Written instruction. Please print, unchanged, every line of the records from the line holding "Circle any coat sleeve in the image." through the end of the records, inclusive.

The records.
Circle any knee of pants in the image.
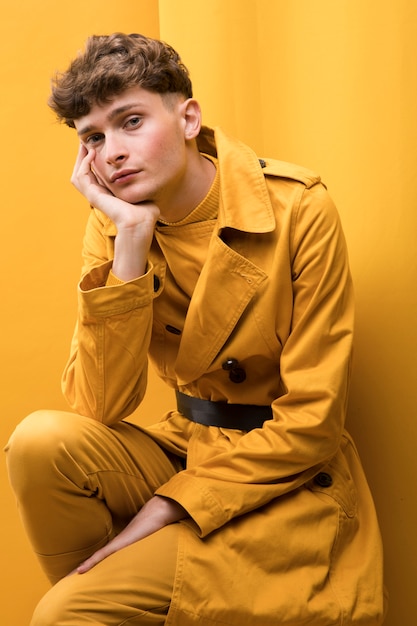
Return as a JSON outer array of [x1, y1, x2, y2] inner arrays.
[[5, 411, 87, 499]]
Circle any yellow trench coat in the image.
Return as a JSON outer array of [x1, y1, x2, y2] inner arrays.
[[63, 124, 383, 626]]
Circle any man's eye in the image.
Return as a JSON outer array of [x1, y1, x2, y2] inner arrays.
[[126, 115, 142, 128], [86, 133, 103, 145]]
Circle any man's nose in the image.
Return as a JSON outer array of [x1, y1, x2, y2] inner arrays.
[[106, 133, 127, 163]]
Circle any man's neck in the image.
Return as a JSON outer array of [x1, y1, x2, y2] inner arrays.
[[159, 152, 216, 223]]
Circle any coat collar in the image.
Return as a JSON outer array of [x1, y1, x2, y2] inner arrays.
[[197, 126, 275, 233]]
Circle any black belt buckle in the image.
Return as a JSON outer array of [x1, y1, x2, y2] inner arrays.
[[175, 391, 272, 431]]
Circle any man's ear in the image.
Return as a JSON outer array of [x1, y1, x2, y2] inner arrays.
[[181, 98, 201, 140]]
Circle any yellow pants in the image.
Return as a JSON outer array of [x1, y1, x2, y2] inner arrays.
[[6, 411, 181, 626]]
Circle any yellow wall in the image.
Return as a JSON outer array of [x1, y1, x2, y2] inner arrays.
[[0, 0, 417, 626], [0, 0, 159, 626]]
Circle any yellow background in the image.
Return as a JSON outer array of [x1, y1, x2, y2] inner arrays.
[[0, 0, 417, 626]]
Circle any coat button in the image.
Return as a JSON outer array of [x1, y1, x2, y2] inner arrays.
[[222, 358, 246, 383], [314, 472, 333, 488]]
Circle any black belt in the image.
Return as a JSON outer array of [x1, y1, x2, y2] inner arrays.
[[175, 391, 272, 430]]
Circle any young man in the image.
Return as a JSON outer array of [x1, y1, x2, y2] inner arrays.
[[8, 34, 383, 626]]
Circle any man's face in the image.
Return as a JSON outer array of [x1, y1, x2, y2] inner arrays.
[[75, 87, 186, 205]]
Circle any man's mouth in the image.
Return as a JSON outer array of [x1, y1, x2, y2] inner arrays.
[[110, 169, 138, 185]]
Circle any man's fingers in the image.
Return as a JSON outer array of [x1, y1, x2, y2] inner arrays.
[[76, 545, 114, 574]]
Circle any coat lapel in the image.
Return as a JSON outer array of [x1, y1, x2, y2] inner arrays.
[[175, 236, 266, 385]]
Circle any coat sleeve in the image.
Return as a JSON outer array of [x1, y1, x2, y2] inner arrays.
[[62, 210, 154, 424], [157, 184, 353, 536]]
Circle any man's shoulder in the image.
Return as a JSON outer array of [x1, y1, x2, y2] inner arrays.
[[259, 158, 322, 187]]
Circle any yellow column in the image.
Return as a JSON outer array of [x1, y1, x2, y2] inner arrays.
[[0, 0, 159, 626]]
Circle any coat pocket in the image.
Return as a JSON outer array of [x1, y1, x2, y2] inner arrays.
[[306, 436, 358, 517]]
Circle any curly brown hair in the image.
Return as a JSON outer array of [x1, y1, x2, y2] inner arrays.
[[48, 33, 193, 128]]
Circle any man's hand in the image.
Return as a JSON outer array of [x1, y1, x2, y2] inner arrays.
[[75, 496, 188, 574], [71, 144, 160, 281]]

Output for this exercise.
Circle any coat sleeve in the image.
Return as a JSON outer array of [x1, y1, x2, y2] inner arrays.
[[62, 210, 154, 424], [157, 184, 353, 536]]
Circle any man's shoulder in the image.
Return as a JSON outer array of [x1, y1, x2, y2] inner arrays.
[[259, 158, 322, 187]]
Circle any yellow column in the image.
Return as a JSON outer array of [x1, y1, x2, y2] inner arrays.
[[0, 0, 159, 626]]
Circle any coat pocket in the image.
Return as a JSON outer array of [x1, y1, x2, y2] inner arrays.
[[306, 436, 358, 517]]
Circle any curly brown hair in the image.
Return as a JSON outer array of [x1, y1, x2, y2] inner arrays.
[[48, 33, 193, 128]]
Circle any man's hand in the image.
Return as a JSON outer array of [x1, y1, x2, y2] inner arrays.
[[75, 496, 188, 574], [71, 144, 160, 281]]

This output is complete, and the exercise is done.